▸ TESTO IN ESAME:
_____
Penso sia capitato a chiunque di ascoltare la storia di qualche persona che, facendo la fila dal medico, alle poste o sull’autobus, inizia parlando del più e del meno e finisce per raccontarti qualcosa di importante, qualcosa che, nel bene o nel male, finisce per insegnarti tanto.
E’ successo anche a me, qualche tempo fa, di iniziare parlando dei confetti delle prime comunioni e finire con l’ascoltare la sofferenza di una madre che, messa davanti alla scelta tra la morte e la vita, ha avuto il coraggio di scegliere la vita, nonostante le mille difficoltà.
Tutto è iniziato dalla gioia, la gioia di scoprire che dentro di sé è arrivato qualcuno, qualcuno che non era mai esistito e che ora inizia a vivere dentro di lei, frutto dell’amore al suo sposo, quello sposo a cui non vede l’ora di comunicare la novità che sta per entrare nelle loro vite. Ma ecco che il calore della gioia si trasforma nel freddo del dolore, sì, il dolore di un marito che decide di andare via, senza nessun preavviso, senza nessun segnale; in silenzio va via, abbandona la sua sposa e la sua casa, lascia tutto, anche quel figlio che inizia appena ad esistere. E qui il freddo dell’abbandono diventa ghiaccio gelido della morte, lui quel figlio non lo vuole proprio, e mette quella che fino ad allora era stata la sua donna davanti ad un bivio improponibile: chiede la morte di quello sconosciuto che ora sembra soltanto mettere un freno alla sua libertà… E scappa via.
_____
▸ VOCI FORNITE:
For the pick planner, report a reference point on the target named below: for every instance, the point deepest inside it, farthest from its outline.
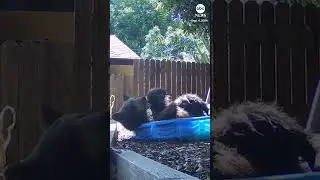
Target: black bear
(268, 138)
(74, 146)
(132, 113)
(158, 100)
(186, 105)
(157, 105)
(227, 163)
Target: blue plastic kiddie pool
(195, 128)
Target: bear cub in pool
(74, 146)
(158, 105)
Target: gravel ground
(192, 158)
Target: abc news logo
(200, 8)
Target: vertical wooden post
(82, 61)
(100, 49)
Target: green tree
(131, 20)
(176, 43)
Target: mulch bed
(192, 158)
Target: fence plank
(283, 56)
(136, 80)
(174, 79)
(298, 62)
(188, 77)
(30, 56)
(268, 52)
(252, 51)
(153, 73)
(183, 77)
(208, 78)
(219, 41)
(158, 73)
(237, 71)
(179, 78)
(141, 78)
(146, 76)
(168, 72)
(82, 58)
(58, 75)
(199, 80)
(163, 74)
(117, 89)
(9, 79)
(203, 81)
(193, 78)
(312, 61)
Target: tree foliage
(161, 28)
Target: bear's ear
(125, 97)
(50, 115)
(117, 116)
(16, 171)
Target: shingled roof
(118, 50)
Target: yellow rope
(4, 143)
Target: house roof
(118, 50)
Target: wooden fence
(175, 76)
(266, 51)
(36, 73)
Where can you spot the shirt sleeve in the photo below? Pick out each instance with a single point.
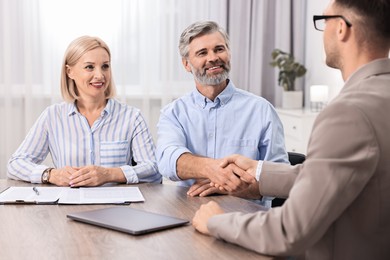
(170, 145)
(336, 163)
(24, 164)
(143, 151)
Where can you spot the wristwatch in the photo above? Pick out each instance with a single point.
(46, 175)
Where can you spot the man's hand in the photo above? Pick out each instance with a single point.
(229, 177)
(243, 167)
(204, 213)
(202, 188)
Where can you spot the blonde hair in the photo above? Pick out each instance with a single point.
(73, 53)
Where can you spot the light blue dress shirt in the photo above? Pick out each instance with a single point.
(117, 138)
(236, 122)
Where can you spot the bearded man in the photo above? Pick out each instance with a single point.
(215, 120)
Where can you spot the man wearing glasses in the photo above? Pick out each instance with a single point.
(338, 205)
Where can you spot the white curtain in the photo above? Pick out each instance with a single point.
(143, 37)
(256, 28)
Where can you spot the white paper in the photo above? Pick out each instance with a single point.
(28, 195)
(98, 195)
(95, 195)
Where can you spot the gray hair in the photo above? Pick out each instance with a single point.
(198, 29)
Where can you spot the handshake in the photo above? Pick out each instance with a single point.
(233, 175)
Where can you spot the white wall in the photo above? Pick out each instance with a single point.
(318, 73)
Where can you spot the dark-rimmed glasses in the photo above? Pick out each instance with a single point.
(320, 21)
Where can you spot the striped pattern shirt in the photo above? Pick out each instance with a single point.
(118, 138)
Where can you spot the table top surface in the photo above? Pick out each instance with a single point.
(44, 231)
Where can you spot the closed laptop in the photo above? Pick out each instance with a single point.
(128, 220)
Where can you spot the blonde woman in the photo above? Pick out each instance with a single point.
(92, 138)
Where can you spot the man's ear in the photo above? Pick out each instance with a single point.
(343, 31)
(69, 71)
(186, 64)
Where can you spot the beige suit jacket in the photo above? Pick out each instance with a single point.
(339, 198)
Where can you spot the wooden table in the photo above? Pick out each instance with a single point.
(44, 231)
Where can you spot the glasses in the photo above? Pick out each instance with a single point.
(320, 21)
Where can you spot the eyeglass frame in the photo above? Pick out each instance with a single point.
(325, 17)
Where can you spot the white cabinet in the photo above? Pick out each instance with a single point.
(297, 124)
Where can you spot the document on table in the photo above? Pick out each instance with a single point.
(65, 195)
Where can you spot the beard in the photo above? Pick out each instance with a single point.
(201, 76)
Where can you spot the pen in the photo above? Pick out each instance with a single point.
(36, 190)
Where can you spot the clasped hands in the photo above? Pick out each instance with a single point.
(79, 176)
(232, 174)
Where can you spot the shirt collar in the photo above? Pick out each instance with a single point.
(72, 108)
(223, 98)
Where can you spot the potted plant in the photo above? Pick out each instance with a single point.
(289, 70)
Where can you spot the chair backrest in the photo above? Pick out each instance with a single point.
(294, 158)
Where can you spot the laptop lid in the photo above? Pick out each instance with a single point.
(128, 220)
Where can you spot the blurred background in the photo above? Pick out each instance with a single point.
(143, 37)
_____
▸ OBIETTIVO DELL'ESERCIZIO:
Per favore, spiega in una o due frasi perché, secondo il testo in esame, il marito chiede la morte del figlio.

▸ SOLUZIONE DELL'ESERCIZIO:
Il marito chiede la morte del figlio perché quello sconosciuto che ha appena iniziato a vivere gli sembra soltanto un freno alla sua libertà. Per lui, quindi, il figlio è un ostacolo a ciò che vuole.